16) Development of original monowheel board 2008-2009

Inspired by monowheel skateboard of Ben Smithers and based on some of the work of Trevor Blackwell on his self balancing unicycle (similar code).
Surfboard style rebuild October 09. Previous versions rightly described as looking like something from "Robot Wars" so this one is less angular, has less visible metalwork and more wood used.
Also more of the wheel is uncovered when viewed from the side. Soles of feet just above axle line make it easier to steer than the "taller" earlier versions (see below).
 Monowheel in final form until rebuilt in "surboard" style October 09. 

YouTube Video Jan 09


YouTube Video

TWIN WHEELER: More recent lightweight variant (<30lb) I built after this one wheeled machine, with same power and battery life as the original monowheel. It has twin wheels so can steer and turn on the spot. Shown here with a radio control steering unit. In the end I went back to a cable operated steering controller (better and more proportional response), but based it on a hacked Wii Nunchuck, which is ideal for the job (see link on left to Twin Wheeler).
New twin wheeler rebuilt Jan 2010 with 88 batteries embedded in the "sandwich" construction top deck. Wii Nunchuck wireless controlled.
An idea I had for a paint scheme!
Battery level indicator seen to top left of picture, optional headlamp on lower right.

Early photo above of the first time it functioned reasonably OK. 4 control knobs for  all variables in the algorithm can be seen located on top right of this machine. These have since been removed as the code has improved.

Video of machine under construction

Very early video of the contraption self balancing with me on it for the first time. The only aim at this early stage was to make the thing self-balance.


The aim of this project is to build a skateboard type device just for fun, based on Segway self-balancing principles. Some skateboards of this type already have been built by others and links to most of the relevant webpages are listed.
It reminds me a little of the chain driven back-spinning "bouncing bomb" hanging below the Lancasters in the "Dambusters" raids.

[Excerpts from a location annotation dataset]

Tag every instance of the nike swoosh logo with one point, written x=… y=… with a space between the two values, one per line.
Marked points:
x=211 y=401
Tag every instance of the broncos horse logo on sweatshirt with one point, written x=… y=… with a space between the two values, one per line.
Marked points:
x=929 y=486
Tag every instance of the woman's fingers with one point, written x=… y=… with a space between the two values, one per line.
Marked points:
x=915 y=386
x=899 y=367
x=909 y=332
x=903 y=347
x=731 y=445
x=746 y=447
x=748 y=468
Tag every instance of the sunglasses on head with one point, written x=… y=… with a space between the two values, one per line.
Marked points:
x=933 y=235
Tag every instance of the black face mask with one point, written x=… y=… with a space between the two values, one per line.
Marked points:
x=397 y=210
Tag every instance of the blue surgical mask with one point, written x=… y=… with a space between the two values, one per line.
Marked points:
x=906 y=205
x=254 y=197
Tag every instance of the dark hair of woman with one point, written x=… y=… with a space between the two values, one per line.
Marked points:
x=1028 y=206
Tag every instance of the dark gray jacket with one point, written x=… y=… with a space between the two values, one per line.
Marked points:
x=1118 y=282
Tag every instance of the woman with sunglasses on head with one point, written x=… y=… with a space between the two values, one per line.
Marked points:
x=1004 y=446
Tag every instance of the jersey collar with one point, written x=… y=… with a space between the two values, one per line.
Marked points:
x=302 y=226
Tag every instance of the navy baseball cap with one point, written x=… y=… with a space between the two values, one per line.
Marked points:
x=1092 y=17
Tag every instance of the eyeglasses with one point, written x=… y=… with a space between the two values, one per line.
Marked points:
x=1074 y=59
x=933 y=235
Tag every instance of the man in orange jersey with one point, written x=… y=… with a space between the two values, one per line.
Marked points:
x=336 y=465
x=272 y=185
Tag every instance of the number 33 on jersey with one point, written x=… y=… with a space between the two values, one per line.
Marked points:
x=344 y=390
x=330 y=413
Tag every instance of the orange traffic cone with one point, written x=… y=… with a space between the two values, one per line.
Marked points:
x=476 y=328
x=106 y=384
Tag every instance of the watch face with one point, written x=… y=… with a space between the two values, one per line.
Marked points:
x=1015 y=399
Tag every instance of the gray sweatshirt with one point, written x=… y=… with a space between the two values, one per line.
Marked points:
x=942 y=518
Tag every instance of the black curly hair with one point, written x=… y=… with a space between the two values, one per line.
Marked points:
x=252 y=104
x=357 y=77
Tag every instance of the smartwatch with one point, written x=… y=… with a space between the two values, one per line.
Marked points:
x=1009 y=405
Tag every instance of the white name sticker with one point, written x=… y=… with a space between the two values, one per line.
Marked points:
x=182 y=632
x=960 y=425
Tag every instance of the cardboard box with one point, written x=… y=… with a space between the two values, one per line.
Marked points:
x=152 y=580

**Problems:**
(A) Transcribe the monowheel board page from "Video of machine" to "webpages are listed.".
(B) Answer these questions from the monowheel board page:
(i) In what month and year was the surfboard-style rebuild done?
(ii) How many batteries are embedded in the top deck of the new twin wheeler?
(iii) At the very early stage, what was the only aim?

**Answers provided:**
(A)
Video of machine under construction

Very early video of the contraption self balancing with me on it for the first time. The only aim at this early stage was to make the thing self-balance.


The aim of this project is to build a skateboard type device just for fun, based on Segway self-balancing principles. Some skateboards of this type already have been built by others and links to most of the relevant webpages are listed.

(B)
(i) October 2009.
(ii) 88.
(iii) To make the machine self-balance.